• TASK BRIEF
Rewrite every item below as a numbered list with one line per entry, and drop any blank lines.

== RECORDS SHOWN ==

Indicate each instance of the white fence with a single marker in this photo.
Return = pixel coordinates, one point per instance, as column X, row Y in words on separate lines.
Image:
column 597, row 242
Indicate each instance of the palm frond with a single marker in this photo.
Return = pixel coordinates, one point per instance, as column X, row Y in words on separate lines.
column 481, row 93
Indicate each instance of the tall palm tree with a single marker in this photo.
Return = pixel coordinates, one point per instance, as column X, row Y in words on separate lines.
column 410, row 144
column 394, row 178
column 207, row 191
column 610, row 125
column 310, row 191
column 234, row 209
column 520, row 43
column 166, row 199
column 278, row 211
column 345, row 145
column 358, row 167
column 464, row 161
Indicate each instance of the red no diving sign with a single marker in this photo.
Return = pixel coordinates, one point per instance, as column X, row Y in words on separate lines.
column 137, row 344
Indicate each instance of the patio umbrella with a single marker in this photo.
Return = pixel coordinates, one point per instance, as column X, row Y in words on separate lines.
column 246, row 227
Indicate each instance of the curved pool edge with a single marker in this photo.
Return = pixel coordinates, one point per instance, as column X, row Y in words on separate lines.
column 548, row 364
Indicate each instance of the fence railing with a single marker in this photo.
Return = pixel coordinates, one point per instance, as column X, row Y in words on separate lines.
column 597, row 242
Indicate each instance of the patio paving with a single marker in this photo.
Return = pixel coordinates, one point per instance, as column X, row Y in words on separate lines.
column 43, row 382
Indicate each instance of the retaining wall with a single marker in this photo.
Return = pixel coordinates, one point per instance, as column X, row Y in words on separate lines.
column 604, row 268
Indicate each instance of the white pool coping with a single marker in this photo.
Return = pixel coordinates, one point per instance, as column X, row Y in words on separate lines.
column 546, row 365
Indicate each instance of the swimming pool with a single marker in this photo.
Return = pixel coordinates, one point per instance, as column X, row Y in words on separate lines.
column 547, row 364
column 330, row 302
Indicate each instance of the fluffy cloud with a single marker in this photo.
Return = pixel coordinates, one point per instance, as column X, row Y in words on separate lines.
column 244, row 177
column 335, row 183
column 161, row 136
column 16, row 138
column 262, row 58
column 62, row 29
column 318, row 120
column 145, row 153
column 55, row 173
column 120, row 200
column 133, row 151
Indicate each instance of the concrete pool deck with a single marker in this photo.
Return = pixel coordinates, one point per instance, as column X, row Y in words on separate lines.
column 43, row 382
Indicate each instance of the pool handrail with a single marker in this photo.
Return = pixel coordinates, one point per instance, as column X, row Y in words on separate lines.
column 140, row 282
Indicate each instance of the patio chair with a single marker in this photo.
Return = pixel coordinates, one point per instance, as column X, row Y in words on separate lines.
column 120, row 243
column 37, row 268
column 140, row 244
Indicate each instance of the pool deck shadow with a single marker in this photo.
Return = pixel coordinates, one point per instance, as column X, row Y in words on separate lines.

===

• EXPECTED ANSWER
1. Indicate each instance of the white fence with a single marker in this photo.
2. Return = pixel coordinates, one point per instance, as column X, row Y in words on separate lines.
3. Image:
4. column 597, row 242
5. Indicate each instance of the palm frond with a single marker in this photo.
6. Return = pixel coordinates, one point per instance, as column X, row Y in words on separate lines.
7. column 481, row 93
8. Indicate each instance of the tall palm tree with a single marker in this photo.
9. Return = pixel coordinates, one point per instance, as column X, row Y in words on separate lines.
10. column 410, row 144
11. column 394, row 178
12. column 207, row 191
13. column 610, row 125
14. column 310, row 191
15. column 234, row 209
16. column 520, row 43
17. column 166, row 199
18. column 278, row 211
19. column 345, row 145
20. column 358, row 167
21. column 464, row 161
22. Indicate each instance of the red no diving sign with a single marker in this photo.
23. Return = pixel coordinates, one point per instance, as column X, row Y in words on separate lines.
24. column 137, row 344
25. Indicate each instance of the patio umbrella with a single marker in this photo.
26. Return = pixel coordinates, one point per instance, as column X, row Y in words on separate lines.
27. column 246, row 227
28. Indicate each instance of the curved pool edge with a single marker in this photo.
29. Return = pixel coordinates, one point per instance, as column X, row Y in words on separate lines.
30. column 548, row 364
31. Indicate each instance of the fence railing with a single marker in this photo.
32. Return = pixel coordinates, one point per instance, as column X, row Y in words on separate lines.
33. column 597, row 242
34. Indicate each instance of the patio paving with a single marker in this photo.
35. Return = pixel coordinates, one point per instance, as column X, row Y in words on separate lines.
36. column 43, row 382
37. Indicate each instance of the retaining wall with a single marker in this photo.
38. Return = pixel coordinates, one point per instance, as column X, row Y in words on separate lines.
39. column 604, row 268
40. Indicate each instance of the white pool coping with a single marker in this photo.
41. Return = pixel coordinates, one point per instance, as column X, row Y in words on separate lines.
42. column 546, row 365
43. Indicate each instance of the swimming pool with a single marker in this photo.
44. Return = pixel coordinates, one point per instance, as column X, row Y in words on separate lines.
45. column 547, row 364
46. column 330, row 302
47. Indicate each instance of the fluffy cloud with a single marker in this photo.
48. Return = pixel coordinates, one point per instance, as column X, row Y in words on separate lines.
49. column 244, row 177
50. column 335, row 183
51. column 161, row 136
52. column 16, row 138
53. column 262, row 58
54. column 62, row 29
55. column 318, row 120
56. column 145, row 153
57. column 55, row 173
58. column 120, row 200
59. column 133, row 151
60. Indicate each instance of the concrete pool deck with a single marker in this photo.
61. Return = pixel coordinates, one point per instance, as column X, row Y in words on separate lines.
62. column 43, row 382
63. Indicate each instance of the pool handrail with a single marker in this photo.
64. Return = pixel coordinates, one point per instance, as column X, row Y in words on separate lines.
65. column 140, row 282
66. Indicate each instance of the patio chair with a single marker in this photo.
67. Return = pixel coordinates, one point per instance, as column X, row Y in words on separate lines.
68. column 120, row 243
69. column 37, row 268
70. column 140, row 244
71. Indicate each instance of the pool deck shadow with a single marker in this photo.
72. Return = pixel coordinates, one point per instance, as column X, row Y in words on separate lines.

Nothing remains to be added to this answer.